## Aim
Can you retype all of the material below word for word, leaving the picture out of your answer?

(begin)

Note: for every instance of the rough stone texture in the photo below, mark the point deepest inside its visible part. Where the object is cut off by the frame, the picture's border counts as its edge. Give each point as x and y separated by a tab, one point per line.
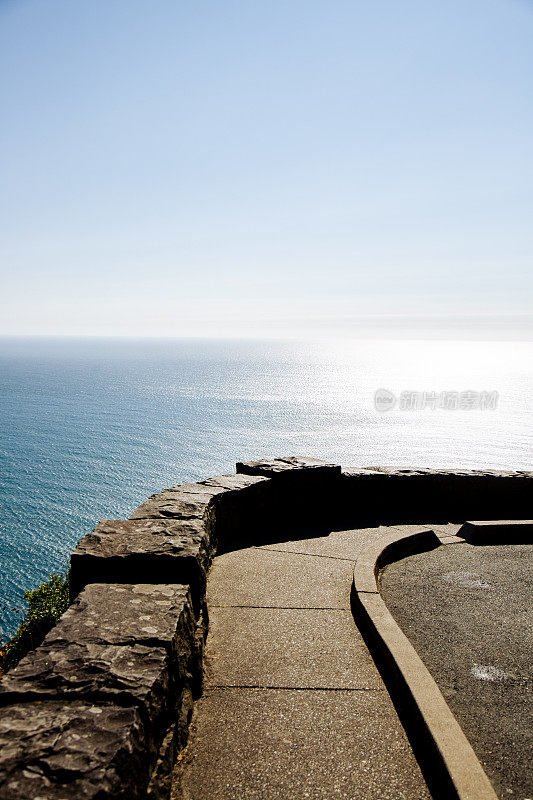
144	551
54	750
230	506
132	645
305	745
385	495
304	491
298	466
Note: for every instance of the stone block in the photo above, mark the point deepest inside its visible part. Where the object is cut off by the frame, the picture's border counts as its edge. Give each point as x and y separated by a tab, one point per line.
143	551
79	750
123	644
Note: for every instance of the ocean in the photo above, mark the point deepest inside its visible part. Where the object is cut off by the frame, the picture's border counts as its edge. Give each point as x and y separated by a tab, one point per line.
90	428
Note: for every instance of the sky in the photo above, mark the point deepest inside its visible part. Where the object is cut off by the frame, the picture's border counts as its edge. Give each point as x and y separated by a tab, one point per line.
288	168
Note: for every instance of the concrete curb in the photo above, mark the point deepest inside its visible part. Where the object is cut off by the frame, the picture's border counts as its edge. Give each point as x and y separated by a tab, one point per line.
443	735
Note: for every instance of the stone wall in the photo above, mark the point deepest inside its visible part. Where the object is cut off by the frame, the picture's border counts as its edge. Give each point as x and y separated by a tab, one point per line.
101	709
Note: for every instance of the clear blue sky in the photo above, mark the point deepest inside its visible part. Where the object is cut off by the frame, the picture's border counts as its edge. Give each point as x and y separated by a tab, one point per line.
288	167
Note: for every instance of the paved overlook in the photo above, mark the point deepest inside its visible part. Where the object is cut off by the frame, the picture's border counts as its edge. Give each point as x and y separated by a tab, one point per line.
229	641
293	704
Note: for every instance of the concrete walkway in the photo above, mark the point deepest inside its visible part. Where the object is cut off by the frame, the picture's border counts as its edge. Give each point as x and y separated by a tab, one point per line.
293	705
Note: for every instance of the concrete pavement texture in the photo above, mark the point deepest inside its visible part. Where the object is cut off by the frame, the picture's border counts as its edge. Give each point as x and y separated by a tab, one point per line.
293	706
467	610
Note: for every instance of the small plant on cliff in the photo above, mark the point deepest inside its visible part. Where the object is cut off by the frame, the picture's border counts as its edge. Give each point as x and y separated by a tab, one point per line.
45	606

(end)

## Worked answer
Note: for every instance of the rough stone texture in the photo below, mark the point deepest inside its visible part. Where the object is cut off by the frame, the picture's border counts as its edge. Give each point as x and y separated by a tab, one point per line.
144	551
54	750
230	506
132	645
305	745
385	495
304	491
298	466
Note: for every instance of the stone block in the photo above, mark the point deepest inside its visible part. Where the object is cut off by the frame, the picture's border counts as its edge. Give each point as x and y separated by a tab, one point per line.
143	551
79	750
123	644
Note: for every instance of the ocean in the photo above, mark the point deepest inside its visible part. Where the object is cut off by the frame, the picture's border counts as its edge. Give each point as x and y separated by a tab, one point per line.
90	428
Note: for every instance of the sky in the photo above, mark the point deepest inside its visible part. Where the object is cut off by the frame, the picture's border counts as its edge. Give each point as x and y separated by a tab, one point per line.
288	168
Note: for every instance of the concrete curb in the photo above, mark the point deepest inside its visible part. Where the object is cut off by the frame, the picture's border counts as its edge. Give each point as x and y separated by a tab, one point per line.
443	735
Note: for every instance of the stone wall in the photo above, mark the point deepest inside its visible part. Where the object is cut off by the frame, the picture's border counts as its edge. Give each point as x and y separated by a tab, one point per line.
101	709
Note: for every instance of the clear blue sky in the photo above, mark the point deepest inside its visible part. Where the object is cut off by the frame, the picture's border counts as its edge. Give each point as x and y separated by a tab, one point per line.
288	167
Note: for every instance of the paved overlook in the photo above, mark the point deepest inside its visible part. Where the object is cut off by the frame, the picture's border counts as its edge. Give each point as x and y separated by a tab, one point per line.
229	641
293	704
Note: for every instance of the concrete walkway in the photo above, mark the point deepest inside its visible part. Where the object is cut off by the frame, the picture's border counts as its edge. Give each point as x and y separated by a tab, one point per line.
293	705
Note: for every instance of the concrete pavement texture in the photo above, mark the point deepest inside its visible part. Where the object is cut off by the frame, the picture's border counts as its edge. Give each point as x and y separated by a tab, one point per line.
293	706
467	610
Note: for every instance of the small plant on cliff in the photo above, mark the point deepest inside its visible part. Where the object is cut off by the frame, the picture's border counts as its edge. Give each point as x and y separated by a tab, one point per line.
45	606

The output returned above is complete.